- What you will do: Copy out every record below, word for word.

(Source data)
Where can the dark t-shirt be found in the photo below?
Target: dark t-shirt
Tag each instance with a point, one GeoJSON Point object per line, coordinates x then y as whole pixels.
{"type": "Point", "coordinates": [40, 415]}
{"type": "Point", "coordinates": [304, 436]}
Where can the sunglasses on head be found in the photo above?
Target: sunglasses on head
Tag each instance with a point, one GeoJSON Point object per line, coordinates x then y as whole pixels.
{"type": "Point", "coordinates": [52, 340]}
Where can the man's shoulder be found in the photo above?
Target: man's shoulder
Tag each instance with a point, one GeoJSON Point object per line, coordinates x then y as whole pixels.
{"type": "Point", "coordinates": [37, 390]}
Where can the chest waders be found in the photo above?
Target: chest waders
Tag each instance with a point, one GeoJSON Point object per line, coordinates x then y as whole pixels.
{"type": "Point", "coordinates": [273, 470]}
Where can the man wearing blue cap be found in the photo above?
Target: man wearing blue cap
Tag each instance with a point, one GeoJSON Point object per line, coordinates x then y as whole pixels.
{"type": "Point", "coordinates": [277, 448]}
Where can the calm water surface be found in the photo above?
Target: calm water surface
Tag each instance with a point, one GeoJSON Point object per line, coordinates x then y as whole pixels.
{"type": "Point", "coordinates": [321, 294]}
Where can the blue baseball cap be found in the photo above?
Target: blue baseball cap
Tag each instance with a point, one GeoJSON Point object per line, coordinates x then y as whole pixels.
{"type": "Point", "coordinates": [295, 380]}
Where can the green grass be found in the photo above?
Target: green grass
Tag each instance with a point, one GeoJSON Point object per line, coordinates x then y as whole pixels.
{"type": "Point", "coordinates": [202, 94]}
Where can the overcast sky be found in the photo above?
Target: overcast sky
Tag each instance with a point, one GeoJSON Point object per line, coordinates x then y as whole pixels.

- Answer box:
Where can the dark t-shirt be found in the photo below?
Target: dark t-shirt
Tag each instance with a point, one GeoJSON Point object per line, coordinates x then y as whole pixels.
{"type": "Point", "coordinates": [40, 415]}
{"type": "Point", "coordinates": [304, 436]}
Where can the sunglasses on head be found in the photo above?
Target: sunglasses on head
Tag each instance with a point, one GeoJSON Point object per line, coordinates x then y as whole pixels.
{"type": "Point", "coordinates": [52, 340]}
Where can the man's shoulder be found in the photo above?
Target: man's shoulder
Tag each instance with a point, one GeoJSON Point object per line, coordinates x then y as whole pixels.
{"type": "Point", "coordinates": [37, 390]}
Where can the chest waders be found in the photo above?
Target: chest waders
Tag each instance with a point, one GeoJSON Point object per line, coordinates x then y as whole pixels.
{"type": "Point", "coordinates": [273, 470]}
Where can the man wearing blue cap be found in the photo above?
Target: man wearing blue cap
Tag each instance with a point, one GeoJSON Point object per line, coordinates x then y as whole pixels.
{"type": "Point", "coordinates": [277, 448]}
Where can the calm water surface be found in the photo above?
Target: calm water surface
Tag each instance with a point, one GeoJSON Point object per line, coordinates x then y as whole pixels.
{"type": "Point", "coordinates": [321, 294]}
Where can the blue baseball cap be found in the photo above?
Target: blue baseball cap
Tag each instance with a point, one GeoJSON Point object per line, coordinates x then y as whole pixels.
{"type": "Point", "coordinates": [295, 380]}
Where can the green grass be found in the photo above?
Target: green grass
Tag each instance with a point, one GeoJSON Point object per line, coordinates x then y as whole pixels.
{"type": "Point", "coordinates": [202, 94]}
Where can the overcast sky be found in the photo above?
Target: overcast sky
Tag each instance with a point, one GeoJSON Point object per line, coordinates x then y as whole pixels.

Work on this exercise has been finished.